[Entries from a collection]
--------------------

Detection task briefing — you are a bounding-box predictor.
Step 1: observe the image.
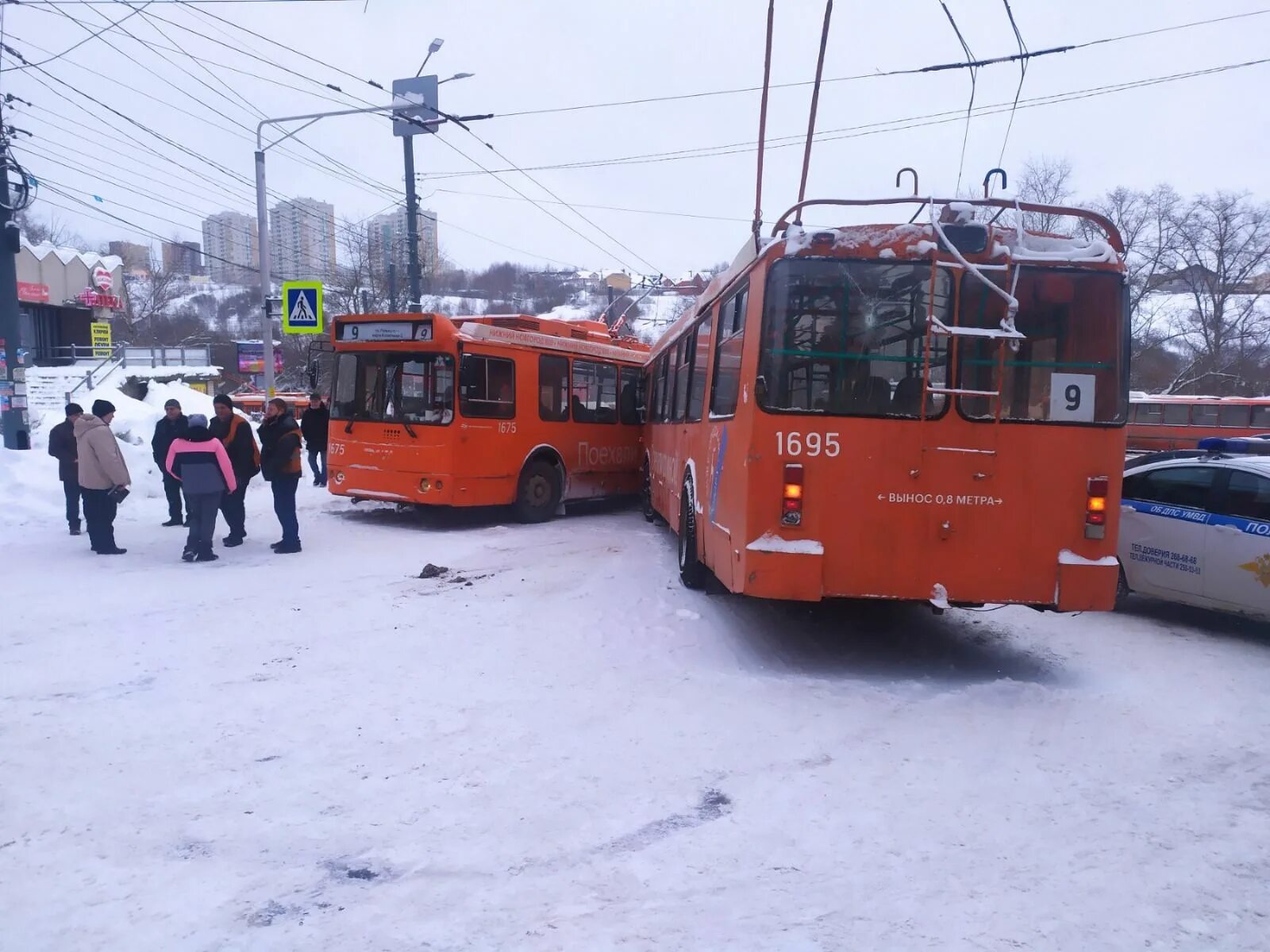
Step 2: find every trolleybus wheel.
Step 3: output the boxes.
[639,459,656,522]
[516,459,560,522]
[1115,565,1133,608]
[679,478,706,589]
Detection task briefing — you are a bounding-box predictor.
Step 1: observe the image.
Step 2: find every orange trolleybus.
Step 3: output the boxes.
[1128,393,1270,451]
[644,198,1128,611]
[328,313,648,522]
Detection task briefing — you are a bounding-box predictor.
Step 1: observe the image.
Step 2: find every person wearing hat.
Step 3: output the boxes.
[75,400,132,555]
[150,400,189,525]
[48,404,84,536]
[164,414,237,562]
[208,393,260,548]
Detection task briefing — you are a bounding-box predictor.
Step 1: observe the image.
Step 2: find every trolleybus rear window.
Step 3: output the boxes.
[756,258,951,417]
[330,351,455,425]
[957,267,1127,424]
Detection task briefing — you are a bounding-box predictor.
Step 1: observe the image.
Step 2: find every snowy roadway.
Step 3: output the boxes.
[0,479,1270,950]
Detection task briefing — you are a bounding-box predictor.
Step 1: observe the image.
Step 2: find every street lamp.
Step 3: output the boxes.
[414,36,446,79]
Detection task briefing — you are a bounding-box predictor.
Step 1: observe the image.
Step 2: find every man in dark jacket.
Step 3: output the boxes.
[150,400,189,525]
[207,393,260,548]
[48,404,84,536]
[300,393,330,486]
[259,397,303,555]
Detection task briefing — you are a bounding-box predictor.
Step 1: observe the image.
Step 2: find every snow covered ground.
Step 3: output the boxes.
[0,444,1270,950]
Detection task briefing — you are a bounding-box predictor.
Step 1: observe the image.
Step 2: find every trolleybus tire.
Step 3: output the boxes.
[514,459,561,522]
[1115,565,1133,608]
[639,459,656,522]
[679,476,706,589]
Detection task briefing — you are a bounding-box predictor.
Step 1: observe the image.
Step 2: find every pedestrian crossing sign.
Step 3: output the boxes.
[282,281,322,334]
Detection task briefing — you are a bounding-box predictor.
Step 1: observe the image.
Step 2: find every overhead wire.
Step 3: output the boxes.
[414,57,1270,182]
[483,8,1270,119]
[997,0,1027,171]
[0,0,154,72]
[938,0,979,194]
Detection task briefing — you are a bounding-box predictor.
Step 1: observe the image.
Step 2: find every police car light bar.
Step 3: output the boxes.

--------------------

* **WORK INSTRUCTIONS**
Format every line of the items above as a numbered list, skipping any blank lines. Leave the pictures out of your answer.

* **OUTPUT OF THE TASK**
1. Detection task briefing — you are a bounding-box predictor.
2. Step 1: observe the image.
3. Step 2: find every trolleybus wheel.
4. Step 3: output the boxes.
5. [639,459,656,522]
6. [516,459,560,522]
7. [1115,565,1133,608]
8. [679,478,706,589]
9. Detection task briefing — you are a bounding-box predictor.
10. Step 1: observe the image.
11. Step 2: find every orange trolleybus.
12. Step 3: output the boxes.
13. [1128,393,1270,451]
14. [644,198,1128,611]
15. [328,313,648,522]
16. Detection task briefing — you are a bounding-box predictor.
17. Step 1: observe the image.
18. Step 2: find every person wearing hat.
19. Step 3: output the boxes.
20. [75,400,132,555]
21. [150,400,189,525]
22. [48,404,84,536]
23. [164,414,237,562]
24. [208,393,260,548]
25. Detection task briefing — you are a bounding-box predictor.
26. Step 1: observe the image.
27. Step 2: find every trolleybus rear window.
28. Step 3: output the boxes.
29. [756,258,951,417]
30. [330,351,455,425]
31. [957,267,1127,424]
32. Detection task briefing — you are a bounding-box predictor.
33. Step 1: observe the image.
34. Step 2: find every snowy roadway.
35. Step 3: output the boxes.
36. [0,479,1270,950]
37. Detection task briefing — you are a bounding-box predictor.
38. Step 1: observe the image.
39. Step 2: find every street lamp.
40. Step 3: output the boxes.
41. [414,36,446,79]
42. Detection task briefing — you are a bounding-box predictor.
43. Step 1: observe the image.
44. Step 2: find every man in dark jacket.
45. Step 3: output the boxes.
46. [150,400,189,525]
47. [207,393,260,548]
48. [48,404,84,536]
49. [300,393,330,486]
50. [259,397,303,555]
51. Detection task briefing — you are a bounding-box predictor.
52. Step 1: observe the image.
53. Step 2: find every snow covered ground.
54. Step 3: output the boxes.
55. [0,444,1270,950]
56. Detection task briefing — you are a bounding-box predictor.
57. Step 1: observe the image.
58. Step 2: find every trolleybus tire.
59. Step 3: output the boxes.
60. [514,459,561,522]
61. [1115,565,1133,608]
62. [639,459,656,522]
63. [679,476,706,589]
64. Detection task briefing — you are a bounding-box predictor.
65. Step 1: observe the image.
66. Step 2: find every pedestrian crossing sign.
67. Step 3: output the boxes.
68. [282,281,322,334]
69. Detection task briefing — you are a bounding-box predictor.
70. Step 1: observe the image.
71. Step 2: find every overhead wire.
72. Step 3: output the boxes.
73. [414,57,1270,182]
74. [483,8,1270,119]
75. [997,0,1027,171]
76. [0,0,154,72]
77. [938,0,979,194]
78. Detection task briefing — you are a bounding-box predictor.
79. Step 1: observe the image.
80. Step 2: find every police car light bar.
81. Step 3: output the boxes.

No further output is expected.